Task brief: Pictures are excluded from this exercise. Transcribe exactly the lines from the one containing "Target: snow-covered slope" through the last line of the listing.

Entries supplied:
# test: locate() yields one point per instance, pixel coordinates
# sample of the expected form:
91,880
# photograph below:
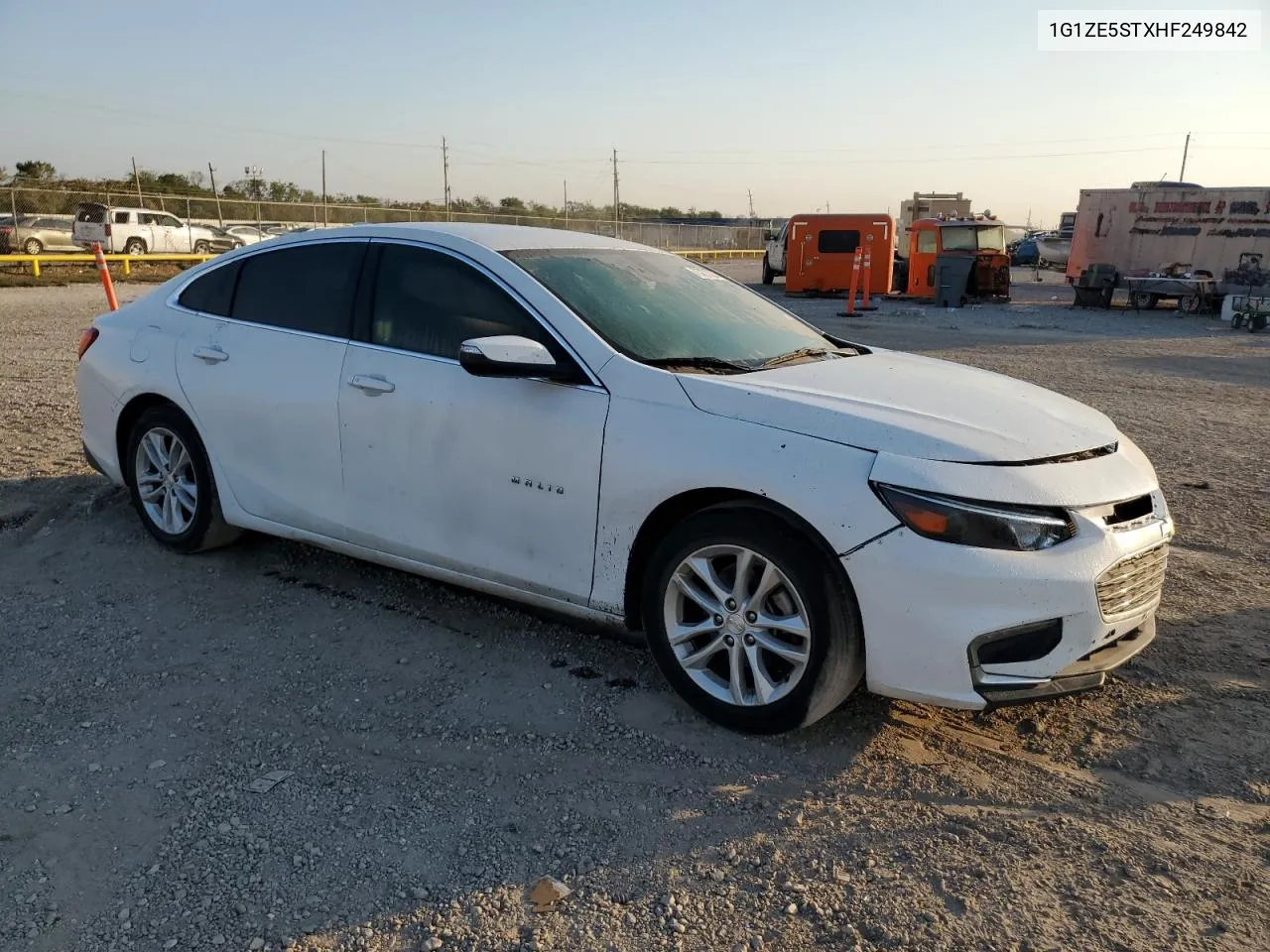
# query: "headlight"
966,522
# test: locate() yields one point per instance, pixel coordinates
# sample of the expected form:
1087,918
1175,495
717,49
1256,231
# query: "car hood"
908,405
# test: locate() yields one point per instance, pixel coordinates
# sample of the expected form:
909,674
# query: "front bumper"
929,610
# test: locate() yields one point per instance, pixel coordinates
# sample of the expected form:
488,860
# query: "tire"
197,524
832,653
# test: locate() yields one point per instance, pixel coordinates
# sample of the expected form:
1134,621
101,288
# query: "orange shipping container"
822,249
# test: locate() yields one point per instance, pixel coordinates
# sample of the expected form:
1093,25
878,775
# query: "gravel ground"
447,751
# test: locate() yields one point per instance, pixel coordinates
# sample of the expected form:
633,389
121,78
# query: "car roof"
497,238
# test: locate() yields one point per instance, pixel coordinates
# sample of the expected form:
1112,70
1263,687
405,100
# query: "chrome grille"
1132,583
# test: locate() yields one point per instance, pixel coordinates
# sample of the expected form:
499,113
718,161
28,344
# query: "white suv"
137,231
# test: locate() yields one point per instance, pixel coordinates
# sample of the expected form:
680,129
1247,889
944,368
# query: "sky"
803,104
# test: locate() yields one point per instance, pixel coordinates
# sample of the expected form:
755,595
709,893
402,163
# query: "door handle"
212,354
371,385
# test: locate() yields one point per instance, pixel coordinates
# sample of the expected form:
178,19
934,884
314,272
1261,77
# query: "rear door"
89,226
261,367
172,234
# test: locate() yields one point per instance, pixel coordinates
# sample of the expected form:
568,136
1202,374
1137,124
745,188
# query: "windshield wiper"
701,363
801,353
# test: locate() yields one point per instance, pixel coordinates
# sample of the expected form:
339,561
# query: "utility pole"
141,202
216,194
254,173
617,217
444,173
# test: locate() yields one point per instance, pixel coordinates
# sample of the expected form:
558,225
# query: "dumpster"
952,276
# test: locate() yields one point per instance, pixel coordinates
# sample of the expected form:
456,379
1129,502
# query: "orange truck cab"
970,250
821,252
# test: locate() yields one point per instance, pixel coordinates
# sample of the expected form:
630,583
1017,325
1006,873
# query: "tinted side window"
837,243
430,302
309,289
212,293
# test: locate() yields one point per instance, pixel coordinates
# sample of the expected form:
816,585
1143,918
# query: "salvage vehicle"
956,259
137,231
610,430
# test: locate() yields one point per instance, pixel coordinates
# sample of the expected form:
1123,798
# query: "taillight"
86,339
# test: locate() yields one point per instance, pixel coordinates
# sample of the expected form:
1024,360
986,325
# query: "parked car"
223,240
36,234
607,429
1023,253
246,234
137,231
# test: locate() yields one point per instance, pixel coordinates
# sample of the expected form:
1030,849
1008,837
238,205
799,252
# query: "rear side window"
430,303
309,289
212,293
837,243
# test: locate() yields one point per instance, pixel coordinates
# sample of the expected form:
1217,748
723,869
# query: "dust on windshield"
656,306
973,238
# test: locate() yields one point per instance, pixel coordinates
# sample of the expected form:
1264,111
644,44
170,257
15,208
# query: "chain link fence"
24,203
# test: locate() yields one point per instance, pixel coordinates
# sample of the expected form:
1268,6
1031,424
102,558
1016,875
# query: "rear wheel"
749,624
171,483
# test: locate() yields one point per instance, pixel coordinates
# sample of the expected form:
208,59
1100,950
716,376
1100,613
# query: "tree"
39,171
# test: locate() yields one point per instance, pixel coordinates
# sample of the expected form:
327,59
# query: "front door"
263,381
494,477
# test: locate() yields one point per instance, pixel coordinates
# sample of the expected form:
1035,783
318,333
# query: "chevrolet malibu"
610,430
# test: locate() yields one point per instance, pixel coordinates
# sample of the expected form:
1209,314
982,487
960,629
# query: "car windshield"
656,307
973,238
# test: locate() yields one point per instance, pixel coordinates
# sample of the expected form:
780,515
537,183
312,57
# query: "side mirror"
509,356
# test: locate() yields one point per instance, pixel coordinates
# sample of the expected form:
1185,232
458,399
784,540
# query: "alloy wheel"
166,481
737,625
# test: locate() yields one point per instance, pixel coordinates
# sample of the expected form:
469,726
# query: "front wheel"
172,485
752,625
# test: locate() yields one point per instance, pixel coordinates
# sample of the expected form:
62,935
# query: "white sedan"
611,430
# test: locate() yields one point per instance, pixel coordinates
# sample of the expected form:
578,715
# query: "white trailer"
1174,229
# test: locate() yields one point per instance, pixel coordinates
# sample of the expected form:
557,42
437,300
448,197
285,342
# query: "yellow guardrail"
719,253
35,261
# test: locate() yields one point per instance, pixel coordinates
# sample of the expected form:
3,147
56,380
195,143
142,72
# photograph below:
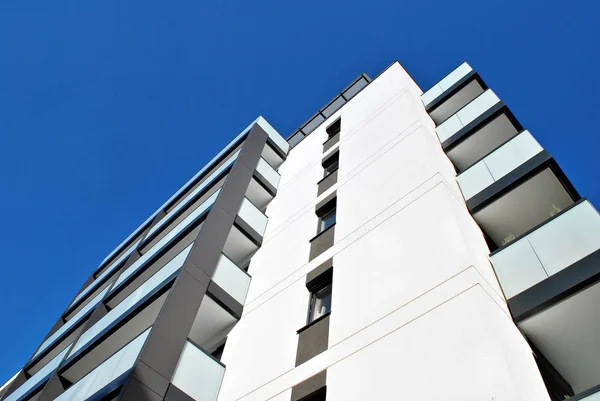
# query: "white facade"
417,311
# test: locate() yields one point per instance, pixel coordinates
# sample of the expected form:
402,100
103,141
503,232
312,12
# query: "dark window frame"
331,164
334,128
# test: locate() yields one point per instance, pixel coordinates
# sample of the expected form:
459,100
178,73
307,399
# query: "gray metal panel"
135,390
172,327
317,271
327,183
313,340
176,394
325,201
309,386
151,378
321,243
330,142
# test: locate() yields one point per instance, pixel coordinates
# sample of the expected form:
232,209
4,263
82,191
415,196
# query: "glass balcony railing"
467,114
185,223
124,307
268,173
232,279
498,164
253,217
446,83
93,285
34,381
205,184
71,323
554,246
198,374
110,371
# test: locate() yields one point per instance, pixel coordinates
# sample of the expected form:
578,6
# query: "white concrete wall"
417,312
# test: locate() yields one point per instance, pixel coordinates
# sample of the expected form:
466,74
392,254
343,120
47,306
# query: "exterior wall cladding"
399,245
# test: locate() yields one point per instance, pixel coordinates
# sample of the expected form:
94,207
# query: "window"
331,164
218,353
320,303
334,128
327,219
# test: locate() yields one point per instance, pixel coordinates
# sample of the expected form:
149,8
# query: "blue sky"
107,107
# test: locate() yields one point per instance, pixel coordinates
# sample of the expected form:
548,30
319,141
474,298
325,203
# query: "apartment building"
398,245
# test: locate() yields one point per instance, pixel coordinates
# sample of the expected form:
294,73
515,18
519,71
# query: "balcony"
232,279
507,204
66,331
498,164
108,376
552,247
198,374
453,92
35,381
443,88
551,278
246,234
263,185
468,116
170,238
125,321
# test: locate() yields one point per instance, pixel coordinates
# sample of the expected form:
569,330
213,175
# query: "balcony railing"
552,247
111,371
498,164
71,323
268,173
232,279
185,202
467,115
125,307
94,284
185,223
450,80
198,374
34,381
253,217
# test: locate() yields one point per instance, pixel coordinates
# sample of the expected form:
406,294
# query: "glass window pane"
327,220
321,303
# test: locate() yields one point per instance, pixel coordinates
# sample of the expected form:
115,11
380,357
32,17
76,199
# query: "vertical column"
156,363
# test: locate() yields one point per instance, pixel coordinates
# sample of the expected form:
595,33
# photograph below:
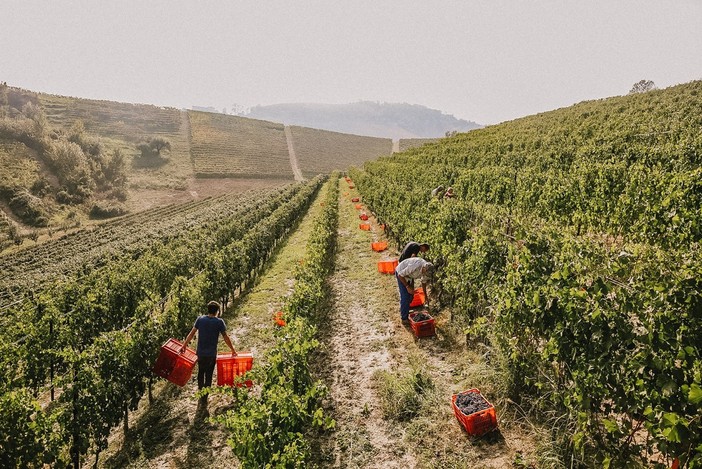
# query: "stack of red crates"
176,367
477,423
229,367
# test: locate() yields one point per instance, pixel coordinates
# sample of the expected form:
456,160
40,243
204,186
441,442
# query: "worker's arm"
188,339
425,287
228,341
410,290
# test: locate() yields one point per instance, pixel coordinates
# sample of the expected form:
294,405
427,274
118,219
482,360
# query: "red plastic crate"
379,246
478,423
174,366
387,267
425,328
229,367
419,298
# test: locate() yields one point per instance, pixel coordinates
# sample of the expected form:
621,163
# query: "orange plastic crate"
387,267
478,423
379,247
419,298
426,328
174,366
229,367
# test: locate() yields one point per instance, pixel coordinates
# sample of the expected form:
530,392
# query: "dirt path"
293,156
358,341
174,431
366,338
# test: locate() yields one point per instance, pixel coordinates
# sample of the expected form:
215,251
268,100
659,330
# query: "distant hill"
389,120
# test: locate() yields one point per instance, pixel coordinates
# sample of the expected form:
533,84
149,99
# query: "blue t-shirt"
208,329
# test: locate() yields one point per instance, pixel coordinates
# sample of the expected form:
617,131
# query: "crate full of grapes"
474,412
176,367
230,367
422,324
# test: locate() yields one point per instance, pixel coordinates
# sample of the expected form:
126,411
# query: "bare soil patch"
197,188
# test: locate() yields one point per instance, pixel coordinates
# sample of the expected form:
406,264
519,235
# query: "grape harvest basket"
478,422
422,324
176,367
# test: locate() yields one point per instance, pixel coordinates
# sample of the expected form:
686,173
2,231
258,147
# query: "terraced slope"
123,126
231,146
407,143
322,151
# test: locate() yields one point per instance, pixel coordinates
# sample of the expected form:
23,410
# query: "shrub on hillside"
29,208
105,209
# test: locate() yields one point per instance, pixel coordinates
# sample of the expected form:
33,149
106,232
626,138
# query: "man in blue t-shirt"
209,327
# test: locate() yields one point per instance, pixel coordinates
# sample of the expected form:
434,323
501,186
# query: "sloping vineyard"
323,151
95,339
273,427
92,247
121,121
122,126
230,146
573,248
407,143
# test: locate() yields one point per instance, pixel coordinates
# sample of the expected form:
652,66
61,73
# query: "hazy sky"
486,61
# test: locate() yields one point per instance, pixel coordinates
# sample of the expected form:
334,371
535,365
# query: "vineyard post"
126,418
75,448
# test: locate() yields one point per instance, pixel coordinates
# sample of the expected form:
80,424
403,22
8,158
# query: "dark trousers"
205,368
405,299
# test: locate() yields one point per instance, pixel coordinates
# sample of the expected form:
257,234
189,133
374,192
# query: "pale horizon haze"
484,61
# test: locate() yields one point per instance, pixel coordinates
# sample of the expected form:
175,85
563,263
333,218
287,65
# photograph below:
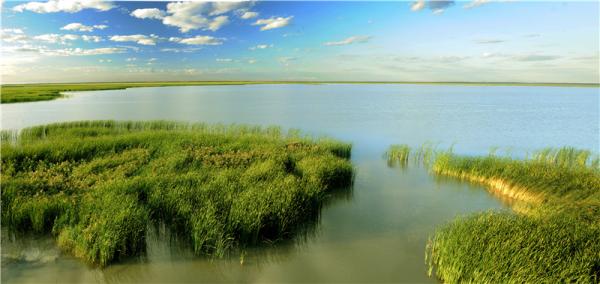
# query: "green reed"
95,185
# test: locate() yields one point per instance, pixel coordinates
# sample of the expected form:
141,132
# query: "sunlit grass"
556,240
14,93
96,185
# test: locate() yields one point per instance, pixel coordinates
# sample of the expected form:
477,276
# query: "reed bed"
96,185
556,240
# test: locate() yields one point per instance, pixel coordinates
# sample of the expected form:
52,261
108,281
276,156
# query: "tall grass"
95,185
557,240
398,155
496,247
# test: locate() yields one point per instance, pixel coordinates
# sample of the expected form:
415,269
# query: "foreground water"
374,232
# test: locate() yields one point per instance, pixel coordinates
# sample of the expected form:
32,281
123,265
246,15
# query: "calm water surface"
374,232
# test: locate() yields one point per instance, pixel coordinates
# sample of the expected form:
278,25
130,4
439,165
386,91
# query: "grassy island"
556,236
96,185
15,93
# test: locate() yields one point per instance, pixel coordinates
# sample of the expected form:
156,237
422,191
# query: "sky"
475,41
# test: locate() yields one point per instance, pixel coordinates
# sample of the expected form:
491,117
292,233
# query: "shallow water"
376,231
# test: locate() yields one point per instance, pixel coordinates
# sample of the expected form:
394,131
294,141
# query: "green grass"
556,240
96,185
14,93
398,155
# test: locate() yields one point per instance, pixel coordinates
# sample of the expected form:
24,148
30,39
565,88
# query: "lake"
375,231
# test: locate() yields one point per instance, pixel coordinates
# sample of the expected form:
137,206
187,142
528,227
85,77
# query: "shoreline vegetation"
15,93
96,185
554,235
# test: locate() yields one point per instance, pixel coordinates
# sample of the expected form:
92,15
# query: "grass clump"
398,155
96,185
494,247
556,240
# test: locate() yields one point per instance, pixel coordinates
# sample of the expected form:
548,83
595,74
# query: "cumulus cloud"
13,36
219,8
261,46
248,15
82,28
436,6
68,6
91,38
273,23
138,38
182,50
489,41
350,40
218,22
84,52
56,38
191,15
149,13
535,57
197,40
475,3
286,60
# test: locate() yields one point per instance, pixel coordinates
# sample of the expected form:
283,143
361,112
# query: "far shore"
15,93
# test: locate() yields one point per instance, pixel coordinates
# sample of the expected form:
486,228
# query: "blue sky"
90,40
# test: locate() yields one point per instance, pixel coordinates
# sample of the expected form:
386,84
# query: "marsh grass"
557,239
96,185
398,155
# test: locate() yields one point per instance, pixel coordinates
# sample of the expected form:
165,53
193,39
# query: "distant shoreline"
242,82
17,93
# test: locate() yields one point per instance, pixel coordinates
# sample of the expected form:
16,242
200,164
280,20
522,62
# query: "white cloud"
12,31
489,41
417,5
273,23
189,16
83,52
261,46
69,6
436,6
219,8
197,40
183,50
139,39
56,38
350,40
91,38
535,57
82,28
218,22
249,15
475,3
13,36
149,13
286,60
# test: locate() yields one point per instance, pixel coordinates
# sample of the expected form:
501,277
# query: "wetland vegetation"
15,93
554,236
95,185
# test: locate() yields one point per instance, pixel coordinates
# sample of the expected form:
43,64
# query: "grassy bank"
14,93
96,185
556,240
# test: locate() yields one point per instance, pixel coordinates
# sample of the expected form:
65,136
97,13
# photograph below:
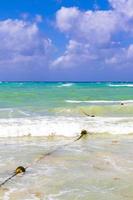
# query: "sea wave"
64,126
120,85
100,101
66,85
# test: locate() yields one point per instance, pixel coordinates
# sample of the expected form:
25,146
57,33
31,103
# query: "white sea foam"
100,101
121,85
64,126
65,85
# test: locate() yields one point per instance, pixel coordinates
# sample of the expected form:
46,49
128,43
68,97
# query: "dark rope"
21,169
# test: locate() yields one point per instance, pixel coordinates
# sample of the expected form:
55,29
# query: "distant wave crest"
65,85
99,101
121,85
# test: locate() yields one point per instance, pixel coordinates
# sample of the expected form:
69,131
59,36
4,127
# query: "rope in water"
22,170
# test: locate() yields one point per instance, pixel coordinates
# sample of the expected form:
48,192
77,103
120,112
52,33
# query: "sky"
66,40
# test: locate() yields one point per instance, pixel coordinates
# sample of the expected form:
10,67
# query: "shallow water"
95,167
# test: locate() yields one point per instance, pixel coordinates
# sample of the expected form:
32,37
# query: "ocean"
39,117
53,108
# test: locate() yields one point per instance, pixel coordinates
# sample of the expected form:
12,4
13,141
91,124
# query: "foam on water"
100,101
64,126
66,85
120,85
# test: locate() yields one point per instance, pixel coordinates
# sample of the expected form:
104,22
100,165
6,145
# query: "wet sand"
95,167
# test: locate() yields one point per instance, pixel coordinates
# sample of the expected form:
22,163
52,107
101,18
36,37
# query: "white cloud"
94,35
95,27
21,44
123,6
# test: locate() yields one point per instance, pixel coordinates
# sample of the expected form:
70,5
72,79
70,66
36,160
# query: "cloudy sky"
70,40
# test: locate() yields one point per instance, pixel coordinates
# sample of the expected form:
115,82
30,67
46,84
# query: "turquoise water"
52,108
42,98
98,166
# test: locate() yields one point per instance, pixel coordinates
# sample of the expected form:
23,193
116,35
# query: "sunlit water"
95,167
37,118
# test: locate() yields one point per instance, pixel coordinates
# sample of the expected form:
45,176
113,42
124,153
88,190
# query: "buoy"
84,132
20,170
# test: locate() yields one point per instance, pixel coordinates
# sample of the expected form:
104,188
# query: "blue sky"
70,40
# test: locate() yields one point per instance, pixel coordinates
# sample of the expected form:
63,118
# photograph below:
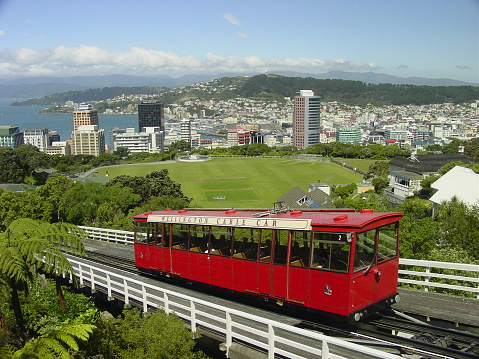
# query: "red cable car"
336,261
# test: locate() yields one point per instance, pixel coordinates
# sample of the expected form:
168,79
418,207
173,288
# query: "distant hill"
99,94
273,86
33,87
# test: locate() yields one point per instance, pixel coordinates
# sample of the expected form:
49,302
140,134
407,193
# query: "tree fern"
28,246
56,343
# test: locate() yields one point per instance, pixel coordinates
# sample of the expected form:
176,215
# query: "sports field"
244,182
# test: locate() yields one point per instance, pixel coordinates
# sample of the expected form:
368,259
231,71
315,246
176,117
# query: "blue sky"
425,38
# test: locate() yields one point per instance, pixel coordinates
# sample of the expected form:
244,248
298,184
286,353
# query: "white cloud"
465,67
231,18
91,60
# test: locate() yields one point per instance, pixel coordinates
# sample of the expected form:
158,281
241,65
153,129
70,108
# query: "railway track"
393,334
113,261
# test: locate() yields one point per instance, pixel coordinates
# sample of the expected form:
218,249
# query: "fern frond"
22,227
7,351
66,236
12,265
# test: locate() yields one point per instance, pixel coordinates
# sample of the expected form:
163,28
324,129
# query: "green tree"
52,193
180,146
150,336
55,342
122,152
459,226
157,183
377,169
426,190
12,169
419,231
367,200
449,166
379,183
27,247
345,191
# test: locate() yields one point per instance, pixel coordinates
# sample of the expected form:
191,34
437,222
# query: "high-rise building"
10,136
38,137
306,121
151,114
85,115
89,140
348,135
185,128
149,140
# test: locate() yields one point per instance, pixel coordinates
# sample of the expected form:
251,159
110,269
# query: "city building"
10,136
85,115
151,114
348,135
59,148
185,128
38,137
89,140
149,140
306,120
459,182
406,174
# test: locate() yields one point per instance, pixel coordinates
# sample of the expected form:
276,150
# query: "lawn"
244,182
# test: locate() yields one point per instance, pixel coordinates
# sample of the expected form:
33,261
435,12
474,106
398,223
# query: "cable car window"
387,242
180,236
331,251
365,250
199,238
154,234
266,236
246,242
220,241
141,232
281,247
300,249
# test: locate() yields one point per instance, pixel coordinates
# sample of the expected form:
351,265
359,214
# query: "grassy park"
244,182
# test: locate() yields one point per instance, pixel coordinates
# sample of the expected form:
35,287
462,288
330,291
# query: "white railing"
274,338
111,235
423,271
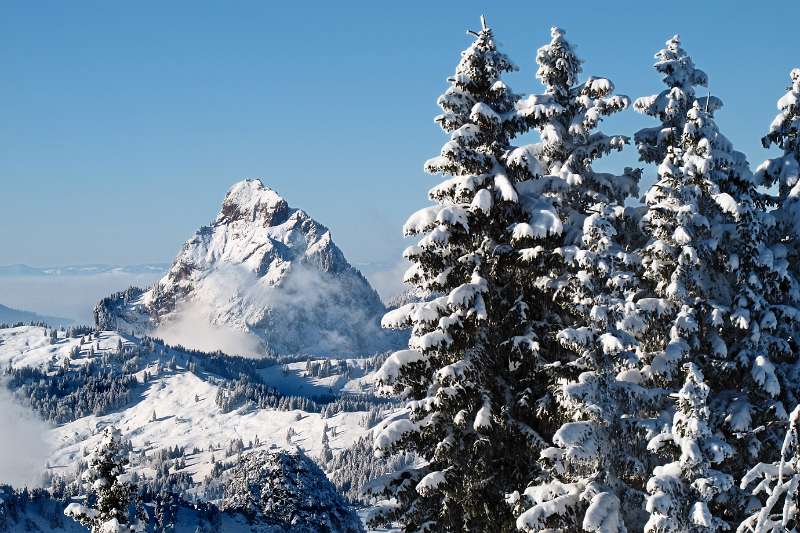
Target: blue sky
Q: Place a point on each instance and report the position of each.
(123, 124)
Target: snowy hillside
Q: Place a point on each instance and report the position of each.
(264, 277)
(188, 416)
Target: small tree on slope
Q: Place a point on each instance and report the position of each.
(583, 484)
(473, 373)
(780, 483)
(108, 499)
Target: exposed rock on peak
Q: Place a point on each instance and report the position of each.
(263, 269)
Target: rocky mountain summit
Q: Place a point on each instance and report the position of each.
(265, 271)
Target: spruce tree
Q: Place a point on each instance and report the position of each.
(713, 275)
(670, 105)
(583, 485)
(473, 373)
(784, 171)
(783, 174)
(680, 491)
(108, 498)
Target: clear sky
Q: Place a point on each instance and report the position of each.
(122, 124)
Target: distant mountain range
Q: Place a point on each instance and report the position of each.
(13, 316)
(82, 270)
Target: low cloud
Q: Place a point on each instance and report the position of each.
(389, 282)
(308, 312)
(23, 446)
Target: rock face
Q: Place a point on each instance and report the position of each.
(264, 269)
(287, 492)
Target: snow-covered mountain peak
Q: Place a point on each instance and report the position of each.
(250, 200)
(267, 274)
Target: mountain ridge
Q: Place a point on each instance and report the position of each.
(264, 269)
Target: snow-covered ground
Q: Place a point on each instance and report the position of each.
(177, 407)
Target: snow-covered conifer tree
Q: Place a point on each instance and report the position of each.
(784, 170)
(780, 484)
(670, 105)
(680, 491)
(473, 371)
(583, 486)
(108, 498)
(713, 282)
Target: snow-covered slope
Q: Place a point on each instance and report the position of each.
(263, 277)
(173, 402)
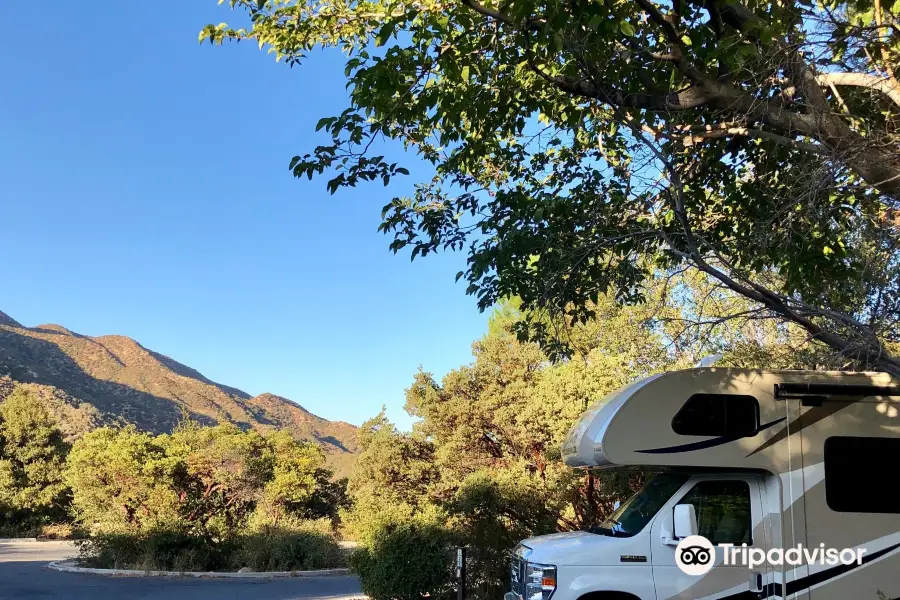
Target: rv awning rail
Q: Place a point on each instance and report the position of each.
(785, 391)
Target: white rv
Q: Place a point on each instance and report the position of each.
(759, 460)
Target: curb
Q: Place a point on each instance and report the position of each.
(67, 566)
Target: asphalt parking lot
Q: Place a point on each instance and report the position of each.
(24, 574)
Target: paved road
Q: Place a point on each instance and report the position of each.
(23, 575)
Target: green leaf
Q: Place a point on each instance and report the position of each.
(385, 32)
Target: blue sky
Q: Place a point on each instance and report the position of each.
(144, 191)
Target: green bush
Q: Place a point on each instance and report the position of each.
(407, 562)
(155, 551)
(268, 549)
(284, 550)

Result for this exercise:
Target: snow-covered slope
Q: Place a point on each instance and report the position of each.
(263, 277)
(173, 402)
Target: rv awning rail
Q: Place a point on each instance and report the position of each.
(785, 391)
Target: white rv
Q: Place a point on each instance and report the position of each.
(759, 460)
Target: curb
Q: Place a point on each instance and report the position of each.
(67, 566)
Target: asphalt parking lot
Q: Place a point on each instance and report the position of each.
(24, 574)
Target: paved road
Q: Place a point on each instance and report the position of each.
(23, 575)
Target: green leaf
Q: Place a point on each instance and report the position of each.
(385, 32)
Target: blue sky
Q: Place a point on each instance and report the position of each.
(144, 191)
Target: green bush
Q: Place a point on each instance and report the position of each.
(407, 562)
(155, 551)
(268, 549)
(284, 550)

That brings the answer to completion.